### What is being asked
In the records below, switch each "integer pixels" to "whole-number pixel values" and leave every other part of the lines unchanged.

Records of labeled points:
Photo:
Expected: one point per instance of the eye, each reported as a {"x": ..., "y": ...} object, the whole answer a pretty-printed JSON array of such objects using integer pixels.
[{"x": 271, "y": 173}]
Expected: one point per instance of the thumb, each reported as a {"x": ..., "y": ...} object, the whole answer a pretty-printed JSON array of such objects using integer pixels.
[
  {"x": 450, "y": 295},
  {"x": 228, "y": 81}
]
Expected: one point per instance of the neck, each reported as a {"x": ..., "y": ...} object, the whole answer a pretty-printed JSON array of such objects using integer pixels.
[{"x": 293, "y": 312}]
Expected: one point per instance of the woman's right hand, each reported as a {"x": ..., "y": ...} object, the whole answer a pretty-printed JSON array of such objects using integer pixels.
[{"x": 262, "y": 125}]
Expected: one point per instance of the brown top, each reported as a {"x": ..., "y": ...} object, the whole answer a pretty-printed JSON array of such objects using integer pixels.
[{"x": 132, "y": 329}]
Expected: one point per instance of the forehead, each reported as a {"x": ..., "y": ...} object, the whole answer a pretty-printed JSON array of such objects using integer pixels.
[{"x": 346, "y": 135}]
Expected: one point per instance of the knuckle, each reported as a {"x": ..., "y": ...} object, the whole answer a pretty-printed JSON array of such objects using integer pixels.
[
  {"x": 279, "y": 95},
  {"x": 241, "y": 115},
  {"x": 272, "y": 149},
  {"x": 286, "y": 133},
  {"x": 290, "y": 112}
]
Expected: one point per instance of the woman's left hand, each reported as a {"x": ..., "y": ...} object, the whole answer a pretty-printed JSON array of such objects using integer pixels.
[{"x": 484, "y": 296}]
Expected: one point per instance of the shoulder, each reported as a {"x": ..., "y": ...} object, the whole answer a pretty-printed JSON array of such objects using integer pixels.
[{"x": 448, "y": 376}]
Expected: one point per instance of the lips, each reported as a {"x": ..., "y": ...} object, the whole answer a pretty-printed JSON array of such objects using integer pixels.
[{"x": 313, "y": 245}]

### Solution for this problem
Photo:
Expected: one point per instance of the eye, each reported as a {"x": ..., "y": ...} object, the whole answer a pretty-printed JSON array of such objects using whole-number pixel values.
[{"x": 271, "y": 173}]
Expected: one point per instance of the thumb, each reported as a {"x": ..., "y": ...} object, the whole answer a pretty-printed JSON array of such objects using whole-number pixel values.
[
  {"x": 450, "y": 295},
  {"x": 228, "y": 81}
]
Expected: one point per instance of the neck, each reported as a {"x": ..., "y": ...} object, the whole answer a pretty-printed JSON array of such objects using whole-number pixel values.
[{"x": 293, "y": 312}]
Expected: one point per instance of the woman's right hand, each reported as a {"x": ..., "y": ...} object, the whole answer a pretty-printed JSON array of such objects using whole-number pixel values.
[{"x": 262, "y": 125}]
Expected: one point per instance of the brown top, each reported as a {"x": ..., "y": ...} object, the whole answer a pretty-printed JSON array of such objects using whole-number pixel values.
[{"x": 132, "y": 329}]
Expected: one point per instance of the forehead, each reported as a {"x": ..., "y": ...} object, the whole answer a pretty-printed JSON array of such objects using whole-number pixel values.
[{"x": 346, "y": 135}]
Expected: one point per instance of the knuckle, each reported as a {"x": ..., "y": ...} object, the whole answer a pretty-printed JSON array of such objects using whole-number pixel values.
[
  {"x": 279, "y": 95},
  {"x": 241, "y": 115},
  {"x": 272, "y": 149},
  {"x": 286, "y": 133},
  {"x": 290, "y": 112}
]
Expected: one point per instance of the woman's left hand, each reported as a {"x": ..., "y": ...} object, the whole answer a pretty-printed JSON array of such objects using whole-number pixel values.
[{"x": 484, "y": 296}]
Expected: one point per instance of the shoulder, each reported as a {"x": ..., "y": ...} object, the whole answer a pretty-printed JSON array of such objects using whole-number pixel values.
[{"x": 448, "y": 376}]
Expected: one point per instance of the lips, each reported as a {"x": ..., "y": ...} object, the whole answer a pretty-printed JSON array of such objects using whole-number pixel values.
[{"x": 313, "y": 245}]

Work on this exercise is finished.